### Do this
Print each of the lines below verbatim, in order from the first to the last.

### Input for this task

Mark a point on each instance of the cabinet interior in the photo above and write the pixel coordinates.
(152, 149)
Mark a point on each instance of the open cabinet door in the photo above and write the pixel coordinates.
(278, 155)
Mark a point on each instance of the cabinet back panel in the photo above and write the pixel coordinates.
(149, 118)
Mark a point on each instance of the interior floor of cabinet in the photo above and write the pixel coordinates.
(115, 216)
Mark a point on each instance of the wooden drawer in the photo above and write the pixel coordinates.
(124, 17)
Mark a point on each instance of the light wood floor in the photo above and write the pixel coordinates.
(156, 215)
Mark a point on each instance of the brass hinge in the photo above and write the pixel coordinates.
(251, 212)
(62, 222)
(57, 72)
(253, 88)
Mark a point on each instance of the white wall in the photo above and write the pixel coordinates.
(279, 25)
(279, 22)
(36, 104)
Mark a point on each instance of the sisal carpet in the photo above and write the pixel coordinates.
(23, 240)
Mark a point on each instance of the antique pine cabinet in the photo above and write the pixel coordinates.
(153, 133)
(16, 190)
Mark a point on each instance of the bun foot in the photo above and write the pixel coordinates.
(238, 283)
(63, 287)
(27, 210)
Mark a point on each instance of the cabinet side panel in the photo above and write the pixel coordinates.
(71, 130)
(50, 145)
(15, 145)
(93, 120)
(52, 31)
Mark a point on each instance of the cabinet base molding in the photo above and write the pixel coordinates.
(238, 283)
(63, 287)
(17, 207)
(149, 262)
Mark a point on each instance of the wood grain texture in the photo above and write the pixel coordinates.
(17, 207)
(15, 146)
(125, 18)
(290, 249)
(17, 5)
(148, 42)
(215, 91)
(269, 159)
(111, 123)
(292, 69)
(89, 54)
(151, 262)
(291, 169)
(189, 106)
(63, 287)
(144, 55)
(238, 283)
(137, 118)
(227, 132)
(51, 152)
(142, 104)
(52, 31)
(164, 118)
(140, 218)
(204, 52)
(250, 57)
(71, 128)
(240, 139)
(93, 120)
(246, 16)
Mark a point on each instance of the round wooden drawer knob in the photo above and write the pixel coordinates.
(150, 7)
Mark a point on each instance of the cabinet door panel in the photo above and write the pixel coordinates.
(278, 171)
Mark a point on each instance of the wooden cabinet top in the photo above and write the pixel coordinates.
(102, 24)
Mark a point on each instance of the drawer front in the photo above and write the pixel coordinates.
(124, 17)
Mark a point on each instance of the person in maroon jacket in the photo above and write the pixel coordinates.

### Solved problem
Mark a point on each instance of the cabinet interior in the photo above and write the pixel coordinates.
(152, 149)
Mark a point on each instance of the open cabinet door in the photo above and write the pixel coordinates.
(278, 155)
Mark a point on each instance of the cabinet back panel in the photo above and write the pixel coordinates.
(149, 118)
Mark a point on each instance of the interior floor of cabinet in the photo above and write the pixel coordinates.
(115, 216)
Mark a point on each instance of the wooden drawer in the photo above and write the pixel coordinates.
(124, 17)
Mark a point on each instance of the light wood floor in the photo above and write the pixel coordinates.
(156, 215)
Mark a point on each instance of the brass hinge in the photo above and write the pixel coordinates.
(251, 212)
(62, 222)
(57, 72)
(253, 88)
Mark a point on each instance of the white wall in the photo above and write the pixel coordinates.
(279, 25)
(279, 22)
(36, 104)
Mark a point on each instance of the sisal carpet in the photo above and write the pixel coordinates.
(23, 240)
Mark a point on each instance of the antique pine cabinet in the photo above and write the pixel coordinates.
(153, 133)
(16, 190)
Mark a point on each instance of the bun foot in the photo above and write the pixel coordinates.
(238, 283)
(63, 287)
(27, 210)
Mark a point on each instance of the cabinet side panel in the photo above and write the pixel coordinates.
(71, 130)
(50, 145)
(15, 145)
(93, 120)
(52, 31)
Mark a point on each instance of the cabinet base molding in the photo above and write the pixel coordinates.
(238, 283)
(63, 287)
(17, 207)
(149, 262)
Mark a point on each instance of the wood grain texture in the photo above and write the pixel coordinates.
(17, 207)
(15, 146)
(125, 18)
(290, 249)
(17, 5)
(148, 42)
(215, 91)
(269, 159)
(111, 123)
(292, 69)
(89, 54)
(151, 262)
(291, 169)
(189, 106)
(63, 287)
(144, 55)
(238, 283)
(137, 118)
(227, 132)
(51, 152)
(142, 104)
(52, 31)
(164, 118)
(140, 218)
(204, 52)
(250, 57)
(71, 128)
(240, 139)
(93, 120)
(246, 16)
Mark a point on each instance of the round wooden drawer knob in the photo above and write the pixel coordinates.
(150, 7)
Mark a point on each instance of the cabinet door panel in the photo above and write the pixel coordinates.
(278, 171)
Mark a point on each instance of the wooden cabinet top in the photo above and write the pixel coordinates.
(102, 24)
Mark a point on each instance of the drawer front in the photo above and write the pixel coordinates.
(124, 17)
Mark a point on each instance of the person in maroon jacket in the photo above and write the pixel coordinates.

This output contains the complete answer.